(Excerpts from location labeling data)
____
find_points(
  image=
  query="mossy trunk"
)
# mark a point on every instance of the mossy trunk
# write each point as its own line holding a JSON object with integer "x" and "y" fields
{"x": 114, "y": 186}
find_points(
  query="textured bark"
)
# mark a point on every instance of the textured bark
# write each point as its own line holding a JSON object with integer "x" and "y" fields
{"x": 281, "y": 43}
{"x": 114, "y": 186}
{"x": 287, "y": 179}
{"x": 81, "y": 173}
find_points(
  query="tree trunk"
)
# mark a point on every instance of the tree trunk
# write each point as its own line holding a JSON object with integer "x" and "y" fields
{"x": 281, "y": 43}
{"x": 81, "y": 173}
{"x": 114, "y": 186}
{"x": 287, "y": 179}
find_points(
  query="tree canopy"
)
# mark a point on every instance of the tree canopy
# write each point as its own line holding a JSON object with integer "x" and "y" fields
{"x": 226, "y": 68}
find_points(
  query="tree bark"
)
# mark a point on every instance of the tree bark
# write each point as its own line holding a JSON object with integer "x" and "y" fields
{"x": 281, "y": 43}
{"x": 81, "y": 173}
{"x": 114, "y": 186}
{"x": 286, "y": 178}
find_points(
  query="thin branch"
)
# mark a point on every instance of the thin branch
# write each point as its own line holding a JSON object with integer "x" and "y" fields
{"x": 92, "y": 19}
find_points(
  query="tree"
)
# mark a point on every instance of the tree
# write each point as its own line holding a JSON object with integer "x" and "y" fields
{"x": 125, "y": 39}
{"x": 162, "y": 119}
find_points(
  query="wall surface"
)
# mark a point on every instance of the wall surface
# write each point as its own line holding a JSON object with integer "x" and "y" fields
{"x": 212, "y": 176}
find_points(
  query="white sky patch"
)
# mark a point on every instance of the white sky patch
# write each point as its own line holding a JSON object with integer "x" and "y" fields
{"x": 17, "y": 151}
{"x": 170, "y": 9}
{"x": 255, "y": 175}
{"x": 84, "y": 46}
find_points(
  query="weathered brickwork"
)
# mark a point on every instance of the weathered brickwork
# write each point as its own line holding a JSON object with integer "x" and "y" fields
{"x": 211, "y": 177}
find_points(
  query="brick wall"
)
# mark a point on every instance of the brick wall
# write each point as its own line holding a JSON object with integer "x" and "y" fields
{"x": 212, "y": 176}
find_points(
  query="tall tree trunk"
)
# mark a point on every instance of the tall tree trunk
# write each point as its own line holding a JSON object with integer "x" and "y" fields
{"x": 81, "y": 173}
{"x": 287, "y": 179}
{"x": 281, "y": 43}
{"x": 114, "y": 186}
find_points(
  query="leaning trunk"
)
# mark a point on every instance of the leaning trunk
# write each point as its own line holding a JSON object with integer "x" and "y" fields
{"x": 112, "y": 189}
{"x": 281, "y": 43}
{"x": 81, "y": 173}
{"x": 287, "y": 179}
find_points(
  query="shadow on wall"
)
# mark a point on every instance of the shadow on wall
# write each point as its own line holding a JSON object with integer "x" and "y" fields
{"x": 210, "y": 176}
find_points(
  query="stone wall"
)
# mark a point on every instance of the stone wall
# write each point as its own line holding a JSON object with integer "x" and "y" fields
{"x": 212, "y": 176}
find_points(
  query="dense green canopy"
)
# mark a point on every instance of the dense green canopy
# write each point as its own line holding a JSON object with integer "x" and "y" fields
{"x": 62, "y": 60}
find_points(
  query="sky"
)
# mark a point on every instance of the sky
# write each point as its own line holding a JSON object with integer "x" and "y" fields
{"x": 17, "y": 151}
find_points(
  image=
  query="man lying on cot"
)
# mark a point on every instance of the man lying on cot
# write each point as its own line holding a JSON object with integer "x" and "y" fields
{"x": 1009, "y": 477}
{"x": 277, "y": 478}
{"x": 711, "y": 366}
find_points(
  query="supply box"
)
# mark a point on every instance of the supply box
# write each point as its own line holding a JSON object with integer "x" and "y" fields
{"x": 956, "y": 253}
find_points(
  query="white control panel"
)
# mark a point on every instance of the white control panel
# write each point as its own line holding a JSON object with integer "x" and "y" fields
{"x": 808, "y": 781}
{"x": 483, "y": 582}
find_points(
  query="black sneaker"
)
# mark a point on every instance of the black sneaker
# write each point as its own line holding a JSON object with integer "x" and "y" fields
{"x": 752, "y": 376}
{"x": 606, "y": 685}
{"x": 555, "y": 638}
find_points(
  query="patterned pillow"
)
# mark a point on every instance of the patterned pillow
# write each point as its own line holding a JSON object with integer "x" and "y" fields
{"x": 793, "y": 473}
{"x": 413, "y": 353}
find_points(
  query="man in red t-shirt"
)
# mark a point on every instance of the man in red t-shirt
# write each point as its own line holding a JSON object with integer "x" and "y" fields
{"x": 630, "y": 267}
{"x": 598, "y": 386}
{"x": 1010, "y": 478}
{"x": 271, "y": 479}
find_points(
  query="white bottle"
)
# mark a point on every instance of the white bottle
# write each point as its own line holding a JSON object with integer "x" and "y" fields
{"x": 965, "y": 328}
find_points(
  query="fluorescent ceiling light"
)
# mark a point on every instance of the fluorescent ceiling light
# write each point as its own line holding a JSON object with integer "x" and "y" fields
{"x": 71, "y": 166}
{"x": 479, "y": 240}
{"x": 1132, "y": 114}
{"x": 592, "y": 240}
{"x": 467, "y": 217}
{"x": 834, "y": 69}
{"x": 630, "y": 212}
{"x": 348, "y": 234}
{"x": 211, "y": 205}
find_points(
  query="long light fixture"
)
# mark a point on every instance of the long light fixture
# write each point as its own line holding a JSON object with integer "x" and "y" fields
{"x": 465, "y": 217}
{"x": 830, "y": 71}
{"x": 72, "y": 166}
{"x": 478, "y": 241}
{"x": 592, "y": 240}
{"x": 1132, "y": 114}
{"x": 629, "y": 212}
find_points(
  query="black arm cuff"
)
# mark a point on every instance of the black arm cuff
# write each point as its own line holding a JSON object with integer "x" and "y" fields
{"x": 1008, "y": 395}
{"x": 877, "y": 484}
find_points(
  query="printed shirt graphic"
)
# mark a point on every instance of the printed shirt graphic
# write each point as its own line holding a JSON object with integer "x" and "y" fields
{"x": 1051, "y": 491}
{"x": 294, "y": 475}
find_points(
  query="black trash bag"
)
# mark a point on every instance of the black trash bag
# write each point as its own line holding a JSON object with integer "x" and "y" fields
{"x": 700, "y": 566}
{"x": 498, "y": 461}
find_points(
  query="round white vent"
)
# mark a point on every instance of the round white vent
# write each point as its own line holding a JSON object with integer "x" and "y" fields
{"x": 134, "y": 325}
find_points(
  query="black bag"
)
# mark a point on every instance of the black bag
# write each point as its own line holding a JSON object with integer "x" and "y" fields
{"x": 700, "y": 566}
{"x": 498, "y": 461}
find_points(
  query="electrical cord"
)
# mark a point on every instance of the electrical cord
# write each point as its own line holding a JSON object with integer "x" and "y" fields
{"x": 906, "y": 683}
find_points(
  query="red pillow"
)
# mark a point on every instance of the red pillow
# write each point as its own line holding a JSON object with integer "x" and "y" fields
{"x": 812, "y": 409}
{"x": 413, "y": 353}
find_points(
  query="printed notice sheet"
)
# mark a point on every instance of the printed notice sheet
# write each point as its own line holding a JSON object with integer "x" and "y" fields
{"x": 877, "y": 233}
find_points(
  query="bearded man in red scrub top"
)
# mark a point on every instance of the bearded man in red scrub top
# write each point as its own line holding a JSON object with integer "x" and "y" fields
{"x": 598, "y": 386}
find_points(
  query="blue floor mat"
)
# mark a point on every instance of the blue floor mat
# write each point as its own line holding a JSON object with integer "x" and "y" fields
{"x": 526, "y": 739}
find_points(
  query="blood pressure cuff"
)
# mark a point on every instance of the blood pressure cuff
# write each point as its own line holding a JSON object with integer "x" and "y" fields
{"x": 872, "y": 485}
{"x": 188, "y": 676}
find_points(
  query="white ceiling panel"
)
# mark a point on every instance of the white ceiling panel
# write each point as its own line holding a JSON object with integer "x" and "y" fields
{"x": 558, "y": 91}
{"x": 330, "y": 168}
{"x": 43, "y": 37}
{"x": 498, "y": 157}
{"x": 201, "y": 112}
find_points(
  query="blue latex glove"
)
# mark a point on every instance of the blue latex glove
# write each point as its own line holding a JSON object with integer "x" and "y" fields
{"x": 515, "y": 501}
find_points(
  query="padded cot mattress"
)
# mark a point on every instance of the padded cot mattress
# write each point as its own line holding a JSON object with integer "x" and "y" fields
____
> _WHAT THIS TASK INVOLVES_
Report how many lines in the items contain the string "bark". Give only the number.

> _TASK OUTPUT_
4